> [TEXTO DO EXERCÍCIO]
───
Comentário ao Evangelho - IX Domingo Comum
Monsenhor João Scognamiglio Clá Dias
Lucas 7, 1 -10
Naquele tempo, quando acabou de falar ao povo que o escutava, Jesus entrou em Cafarnaum. Havia lá um oficial romano que tinha um empregado a quem estimava muito, e que estava doente, à beira da morte. O oficial ouviu falar de Jesus e enviou alguns anciãos dos judeus, para pedirem que Jesus viesse salvar seu empregado. Chegando onde Jesus estava, pediram-lhe com insistência: “O oficial merece que lhe faças este favor, porque ele estima o nosso povo. Ele até nos construiu uma sinagoga”. Então Jesus pôs-se a caminho com eles. Porém, quando já estava perto da casa, o oficial mandou alguns amigos dizerem a Jesus: “Senhor, não te incomodes, pois não sou digno de que entres em minha casa. Nem mesmo me achei digno de ir pessoalmente a teu encontro. Mas ordena com a tua palavra, e o meu empregado ficará curado. Eu também estou debaixo de autoridade, mas tenho soldados que obedecem às minhas ordens. Se ordeno a um: ‘Vai!’, ele vai; e a outro: ‘Vem!’, ele vem e ao meu empregado ‘Faze isto!’, e ele o faz”. Ouvindo isso, Jesus ficou admirado. Virou-se para a multidão que o seguia, e disse: “Eu vos declaro que nem mesmo em Israel encontrei tamanha fé”.1 Os mensageiros voltaram para a casa do oficial e encontraram o empregado em perfeita saúde.
Laus tibi Christe!
Nosso Senhor Jesus cristo pode e quer nos auxiliar em todas as nossas necessidades. Mas Ele condiciona a manifestação de sua onipotência misericordiosa à intensidade de nossa fé.
───
> [EXERCÍCIOS PROPOSTOS]
1. Indique se cada afirmação concorda com o comentário ao Evangelho, respondendo sim ou não e citando literalmente as palavras decisivas: (a) o oficial foi pessoalmente ao encontro de Jesus; (b) os anciãos afirmaram que o oficial construiu uma sinagoga para eles; (c) os mensageiros encontraram o empregado em perfeita saúde.
2. Reproduza o trecho do comentário ao Evangelho que começa nas palavras "Laus tibi Christe!" e termina após "de nossa fé.".
3. Dê continuidade ao comentário ao Evangelho a partir da última frase apresentada.
───
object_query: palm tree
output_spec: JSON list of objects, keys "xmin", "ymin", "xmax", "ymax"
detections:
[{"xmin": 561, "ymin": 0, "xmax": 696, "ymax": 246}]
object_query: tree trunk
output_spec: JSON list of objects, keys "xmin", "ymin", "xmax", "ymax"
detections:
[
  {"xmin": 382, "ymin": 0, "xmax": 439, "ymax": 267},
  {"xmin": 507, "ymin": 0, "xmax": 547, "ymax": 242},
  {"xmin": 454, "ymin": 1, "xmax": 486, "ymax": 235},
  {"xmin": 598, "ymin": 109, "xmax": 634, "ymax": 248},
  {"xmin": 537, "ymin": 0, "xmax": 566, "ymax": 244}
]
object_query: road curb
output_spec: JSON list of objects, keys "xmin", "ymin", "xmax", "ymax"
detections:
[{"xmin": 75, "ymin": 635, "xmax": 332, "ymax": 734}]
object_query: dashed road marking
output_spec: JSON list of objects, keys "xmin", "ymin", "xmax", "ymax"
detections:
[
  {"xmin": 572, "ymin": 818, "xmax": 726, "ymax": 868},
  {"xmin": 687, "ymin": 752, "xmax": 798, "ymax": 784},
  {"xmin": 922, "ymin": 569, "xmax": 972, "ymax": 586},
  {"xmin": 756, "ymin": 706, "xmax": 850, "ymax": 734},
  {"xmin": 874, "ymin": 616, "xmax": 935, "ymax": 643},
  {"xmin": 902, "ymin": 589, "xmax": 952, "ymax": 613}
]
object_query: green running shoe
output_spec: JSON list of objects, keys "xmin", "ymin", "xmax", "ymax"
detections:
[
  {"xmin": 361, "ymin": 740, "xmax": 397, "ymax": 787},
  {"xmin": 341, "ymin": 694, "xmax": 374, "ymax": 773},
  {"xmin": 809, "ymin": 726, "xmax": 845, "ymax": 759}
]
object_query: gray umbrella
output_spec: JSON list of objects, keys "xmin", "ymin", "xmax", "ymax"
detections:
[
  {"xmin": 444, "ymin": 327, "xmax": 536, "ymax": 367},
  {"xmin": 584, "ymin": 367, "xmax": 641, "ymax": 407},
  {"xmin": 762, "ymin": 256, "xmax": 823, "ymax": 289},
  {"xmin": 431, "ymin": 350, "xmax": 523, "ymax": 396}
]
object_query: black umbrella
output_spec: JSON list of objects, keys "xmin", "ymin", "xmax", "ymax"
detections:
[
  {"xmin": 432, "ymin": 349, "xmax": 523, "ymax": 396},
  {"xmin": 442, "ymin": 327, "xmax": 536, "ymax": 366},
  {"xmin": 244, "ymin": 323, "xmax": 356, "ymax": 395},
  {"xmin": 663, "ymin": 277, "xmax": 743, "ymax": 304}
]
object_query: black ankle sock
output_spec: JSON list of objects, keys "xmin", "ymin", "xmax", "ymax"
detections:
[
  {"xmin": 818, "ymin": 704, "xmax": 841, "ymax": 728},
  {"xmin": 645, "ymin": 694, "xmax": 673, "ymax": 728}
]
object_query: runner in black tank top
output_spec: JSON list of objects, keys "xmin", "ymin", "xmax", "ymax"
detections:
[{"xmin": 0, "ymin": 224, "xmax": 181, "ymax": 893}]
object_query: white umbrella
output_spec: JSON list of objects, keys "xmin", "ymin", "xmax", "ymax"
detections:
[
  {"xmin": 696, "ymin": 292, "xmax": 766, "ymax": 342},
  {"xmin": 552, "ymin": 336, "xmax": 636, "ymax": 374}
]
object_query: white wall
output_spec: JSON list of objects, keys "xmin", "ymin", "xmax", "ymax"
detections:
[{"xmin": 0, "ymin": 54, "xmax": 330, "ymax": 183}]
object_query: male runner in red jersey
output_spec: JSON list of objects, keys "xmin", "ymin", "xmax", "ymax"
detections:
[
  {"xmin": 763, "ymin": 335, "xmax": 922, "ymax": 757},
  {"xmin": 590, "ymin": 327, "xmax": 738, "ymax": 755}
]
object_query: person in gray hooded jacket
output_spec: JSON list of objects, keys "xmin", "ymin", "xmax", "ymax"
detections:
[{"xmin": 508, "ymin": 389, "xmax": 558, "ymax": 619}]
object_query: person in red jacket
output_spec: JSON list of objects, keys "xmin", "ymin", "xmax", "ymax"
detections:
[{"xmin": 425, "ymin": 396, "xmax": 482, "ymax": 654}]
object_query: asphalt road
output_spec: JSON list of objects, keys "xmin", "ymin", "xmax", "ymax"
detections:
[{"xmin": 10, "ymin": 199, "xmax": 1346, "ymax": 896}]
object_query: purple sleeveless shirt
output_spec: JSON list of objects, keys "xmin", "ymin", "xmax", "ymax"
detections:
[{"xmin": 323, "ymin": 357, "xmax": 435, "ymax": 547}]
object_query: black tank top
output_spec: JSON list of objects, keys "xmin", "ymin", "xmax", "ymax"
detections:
───
> [RESPOSTAS]
1.
(a) Não: "Nem mesmo me achei digno de ir pessoalmente a teu encontro."
(b) Sim: "Ele até nos construiu uma sinagoga".
(c) Sim: "encontraram o empregado em perfeita saúde".

2.
Laus tibi Christe!
Nosso Senhor Jesus cristo pode e quer nos auxiliar em todas as nossas necessidades. Mas Ele condiciona a manifestação de sua onipotência misericordiosa à intensidade de nossa fé.

3.
I - O VERBO DIVINO É ONIPOTENTE
Pelo semblante se conhece um homem; pelo aspecto do rosto se reconhece o sábio. A maneira como um homem se veste e como sorri, e a sua maneira de andar revelam aquilo que ele é”, observa o Eclesiástico (19, 26-27), transformando em máxima esse curioso matiz do relacionamento social. De fato, observar o exterior de uma pessoa leva-nos a melhor conhecê-la, pois algo da própria personalidade transparece tanto através da constituição física do corpo, quanto por meio de suas reações temperamentais.
Assim, embora o homem não veja o que se passa no interior de seu semelhante, pode discerni-lo pelas manifestações exteriores. Tal capacidade de percepção ocupa importante papel na vida em sociedade, pois, permitindo ao homem formar uma noção mais completa a respeito de seu próximo, propicia certa facilidade de mútua compreensão e adaptação, fatores indispensáveis para uma boa convivência.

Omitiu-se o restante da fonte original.